■ Exercise details ■
Copy the data below verbatim, beginning with its first line and continuing through the line that contains "(266, 160), (280, 270)", including that line.

■ Dataset content ■

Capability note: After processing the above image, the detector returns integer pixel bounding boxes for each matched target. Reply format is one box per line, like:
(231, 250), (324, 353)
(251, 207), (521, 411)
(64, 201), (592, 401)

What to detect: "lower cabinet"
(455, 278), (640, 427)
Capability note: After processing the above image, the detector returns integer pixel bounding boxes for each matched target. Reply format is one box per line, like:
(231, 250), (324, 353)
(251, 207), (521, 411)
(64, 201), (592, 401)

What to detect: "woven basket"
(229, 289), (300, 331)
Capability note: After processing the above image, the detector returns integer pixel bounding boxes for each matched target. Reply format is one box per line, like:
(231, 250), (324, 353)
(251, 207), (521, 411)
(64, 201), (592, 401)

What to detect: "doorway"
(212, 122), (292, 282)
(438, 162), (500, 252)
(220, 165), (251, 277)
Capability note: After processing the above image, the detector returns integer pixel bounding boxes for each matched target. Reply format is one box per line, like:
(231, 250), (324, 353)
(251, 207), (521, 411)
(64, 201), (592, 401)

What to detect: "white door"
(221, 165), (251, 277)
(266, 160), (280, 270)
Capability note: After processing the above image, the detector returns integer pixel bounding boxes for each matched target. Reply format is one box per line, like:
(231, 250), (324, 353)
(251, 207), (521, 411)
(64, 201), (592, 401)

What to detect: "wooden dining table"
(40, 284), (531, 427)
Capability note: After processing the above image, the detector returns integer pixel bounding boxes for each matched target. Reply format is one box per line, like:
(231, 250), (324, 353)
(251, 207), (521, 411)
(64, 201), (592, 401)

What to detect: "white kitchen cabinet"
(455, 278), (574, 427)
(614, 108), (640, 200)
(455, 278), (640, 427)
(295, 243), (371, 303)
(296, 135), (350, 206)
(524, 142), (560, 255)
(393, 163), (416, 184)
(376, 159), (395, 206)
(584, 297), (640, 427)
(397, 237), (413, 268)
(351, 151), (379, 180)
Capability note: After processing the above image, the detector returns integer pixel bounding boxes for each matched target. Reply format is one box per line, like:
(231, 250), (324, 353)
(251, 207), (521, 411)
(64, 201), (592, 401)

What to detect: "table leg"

■ Task solution ■
Capability note: After processing the above image, the detector returns integer pixel bounding boxes for each matched target. Reply format is one box per line, like:
(231, 250), (324, 353)
(251, 207), (521, 411)
(64, 201), (592, 401)

What to detect: "lower cabinet"
(455, 278), (640, 427)
Capability note: After processing the above image, the detector returns integer pixel bounding boxes for each matched target. Reply format is one box per line, like:
(231, 250), (324, 353)
(251, 207), (521, 411)
(64, 201), (592, 401)

What to detect: "woven basket"
(229, 289), (300, 331)
Capability note: After processing the above image, the detector returns integer pixel bounding boxes for each matched target. Reply format is one box per line, like:
(231, 250), (324, 353)
(251, 207), (521, 411)
(64, 201), (592, 401)

What to detect: "doorway"
(212, 122), (292, 282)
(438, 162), (500, 252)
(220, 165), (251, 277)
Capability note: After processing the above image, the detector returns integer pixel bounding boxes for each matched target. Reply format is one box per line, like:
(231, 250), (324, 353)
(251, 207), (521, 411)
(64, 201), (592, 401)

What to detect: "white door"
(221, 165), (251, 277)
(266, 160), (280, 270)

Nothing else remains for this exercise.